Area of triangle using Determinants.

Question

I have a doubt with the following question.

Q: Using determinants, find the area of the triangle whose vertices are (1,2),(-2,3) and (-3,4).

Doubt: The question is very straightforward and needs the application of direct formula, but what I fail to understand is that I am again and again getting the same answer as "22" when keeping the COLUMN of 1's as the last column or as the first column. The formula says to keep it as the third one/last one but I am getting the same answer even when I kept it as the first column. Isn't it against the property of determinants of interchanging columns makes the sign to differ?. Kindly help.

Answer 1

Is your question really, why is $$\det\pmatrix{1&a&b\\1&c&d\\1&e&f} =\det\pmatrix{a&b&1\\c&d&1\\e&f&1}? $$ Swapping columns negates the determinant, so $$\det\pmatrix{1&a&b\\1&c&d\\1&e&f} =-\det\pmatrix{a&1&b\\c&1&d\\e&1&f} =\det\pmatrix{a&b&1\\c&d&1\\e&f&1}.$$

Answer 2

Suppose you have a square matrix $A$ with columns $c_1, c_2, \cdots, c_n$. Let me write the determinant as a function $d$, that gets the $n$ columns. With that notation, you are right that

$$d(c_1, \cdots, c_i, \cdots, c_j, \cdots, c_n) = -d(c_1, \cdots, c_j, \cdots, c_i, \cdots, c_n)$$

where you can see I only swapped columns $c_i$ and $c_j$. What you must note is that probably you swapped columns 2 times. You were calculating

$$d(o, c_1, c_2)$$

where $o$ is the column of ones, and you are probably comparing it to

$$d(c_1, c_2, o)$$

which has the same sign, given that you have to switch columns $2$ times:

$$d(o, c_1, c_2) = -d(c_2, c_1, o) = d(c_1, c_2, o)$$

----

To-do list:
1 > In the thread on triangle area using determinants, what area does the asker keep getting?
2 > In the rows, take everything from the first line down to the line holding "(1066, 441)", both ends included, and switch "drop a point" to "place a marker". Give those lines again with nothing else changed.
The determinants thread and the rows that come after it are separate material.

[Coordinate annotation entries]
----

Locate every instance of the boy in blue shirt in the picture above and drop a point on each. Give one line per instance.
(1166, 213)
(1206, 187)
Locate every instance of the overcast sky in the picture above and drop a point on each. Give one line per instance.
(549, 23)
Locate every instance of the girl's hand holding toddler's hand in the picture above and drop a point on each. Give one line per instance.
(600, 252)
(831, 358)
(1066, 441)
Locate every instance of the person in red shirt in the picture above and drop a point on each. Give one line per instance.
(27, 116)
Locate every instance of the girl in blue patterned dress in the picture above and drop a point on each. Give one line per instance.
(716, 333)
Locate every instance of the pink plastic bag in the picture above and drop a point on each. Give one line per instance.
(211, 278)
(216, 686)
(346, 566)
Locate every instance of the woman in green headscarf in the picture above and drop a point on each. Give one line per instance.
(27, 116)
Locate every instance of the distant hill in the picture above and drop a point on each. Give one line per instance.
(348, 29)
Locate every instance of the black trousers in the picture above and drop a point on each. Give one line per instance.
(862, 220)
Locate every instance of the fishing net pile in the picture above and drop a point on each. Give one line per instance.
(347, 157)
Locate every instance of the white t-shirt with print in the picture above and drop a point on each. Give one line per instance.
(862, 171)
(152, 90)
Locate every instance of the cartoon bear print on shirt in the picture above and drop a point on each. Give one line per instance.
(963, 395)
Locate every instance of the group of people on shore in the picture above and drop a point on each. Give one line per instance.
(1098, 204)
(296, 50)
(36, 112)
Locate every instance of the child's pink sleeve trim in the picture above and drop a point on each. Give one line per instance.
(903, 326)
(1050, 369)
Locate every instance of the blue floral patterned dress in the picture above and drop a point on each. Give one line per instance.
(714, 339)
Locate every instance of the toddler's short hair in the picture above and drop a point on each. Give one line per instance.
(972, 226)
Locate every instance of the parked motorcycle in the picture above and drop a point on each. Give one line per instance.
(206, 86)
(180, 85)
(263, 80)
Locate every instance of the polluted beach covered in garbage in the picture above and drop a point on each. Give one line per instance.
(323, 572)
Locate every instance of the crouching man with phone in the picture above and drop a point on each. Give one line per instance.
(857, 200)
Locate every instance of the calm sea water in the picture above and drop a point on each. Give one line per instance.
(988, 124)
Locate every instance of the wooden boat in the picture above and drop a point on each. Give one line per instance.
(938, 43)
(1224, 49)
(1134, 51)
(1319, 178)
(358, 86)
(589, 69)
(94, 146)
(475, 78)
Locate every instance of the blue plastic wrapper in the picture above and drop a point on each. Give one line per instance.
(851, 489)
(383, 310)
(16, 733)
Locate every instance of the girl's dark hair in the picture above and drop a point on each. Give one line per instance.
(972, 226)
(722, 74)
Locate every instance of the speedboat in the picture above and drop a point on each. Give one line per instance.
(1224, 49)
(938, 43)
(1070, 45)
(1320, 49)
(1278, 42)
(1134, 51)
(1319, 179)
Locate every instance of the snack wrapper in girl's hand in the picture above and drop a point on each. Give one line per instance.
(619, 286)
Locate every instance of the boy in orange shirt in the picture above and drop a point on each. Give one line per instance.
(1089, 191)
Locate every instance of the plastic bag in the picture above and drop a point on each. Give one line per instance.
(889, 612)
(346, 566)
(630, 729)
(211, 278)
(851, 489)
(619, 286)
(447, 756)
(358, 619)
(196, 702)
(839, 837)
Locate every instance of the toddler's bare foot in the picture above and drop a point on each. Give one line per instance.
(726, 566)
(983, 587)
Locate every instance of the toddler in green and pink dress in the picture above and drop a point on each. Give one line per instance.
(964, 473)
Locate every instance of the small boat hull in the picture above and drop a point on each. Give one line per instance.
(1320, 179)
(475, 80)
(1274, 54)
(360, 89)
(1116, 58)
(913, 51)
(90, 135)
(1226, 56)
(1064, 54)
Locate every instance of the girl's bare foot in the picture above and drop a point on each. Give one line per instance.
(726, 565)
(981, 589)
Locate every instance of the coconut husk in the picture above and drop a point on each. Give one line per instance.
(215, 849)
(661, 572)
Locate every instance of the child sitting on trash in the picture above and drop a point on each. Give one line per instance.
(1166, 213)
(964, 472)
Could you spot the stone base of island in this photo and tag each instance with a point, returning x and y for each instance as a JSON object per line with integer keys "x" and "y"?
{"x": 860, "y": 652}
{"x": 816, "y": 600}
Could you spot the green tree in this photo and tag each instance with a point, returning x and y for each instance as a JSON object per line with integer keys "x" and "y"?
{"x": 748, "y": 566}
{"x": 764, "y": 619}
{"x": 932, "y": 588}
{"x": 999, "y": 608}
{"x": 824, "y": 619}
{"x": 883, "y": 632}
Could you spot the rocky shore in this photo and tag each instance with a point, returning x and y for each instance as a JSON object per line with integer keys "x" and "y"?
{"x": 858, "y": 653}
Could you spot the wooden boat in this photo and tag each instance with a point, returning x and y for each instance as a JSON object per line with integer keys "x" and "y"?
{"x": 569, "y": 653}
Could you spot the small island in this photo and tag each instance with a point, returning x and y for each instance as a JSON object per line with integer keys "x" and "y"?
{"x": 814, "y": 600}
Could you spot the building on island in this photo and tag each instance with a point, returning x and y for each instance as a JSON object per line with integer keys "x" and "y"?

----

Problem solutions:
1 > 22

2 >
Locate every instance of the boy in blue shirt in the picture above and place a marker on each. Give one line per instance.
(1166, 213)
(1206, 187)
Locate every instance of the overcast sky in the picture above and place a marker on each. Give one line per instance.
(549, 23)
Locate every instance of the girl's hand holding toddler's hand in the picture above and place a marker on each. Give one line per instance.
(600, 252)
(831, 358)
(1066, 441)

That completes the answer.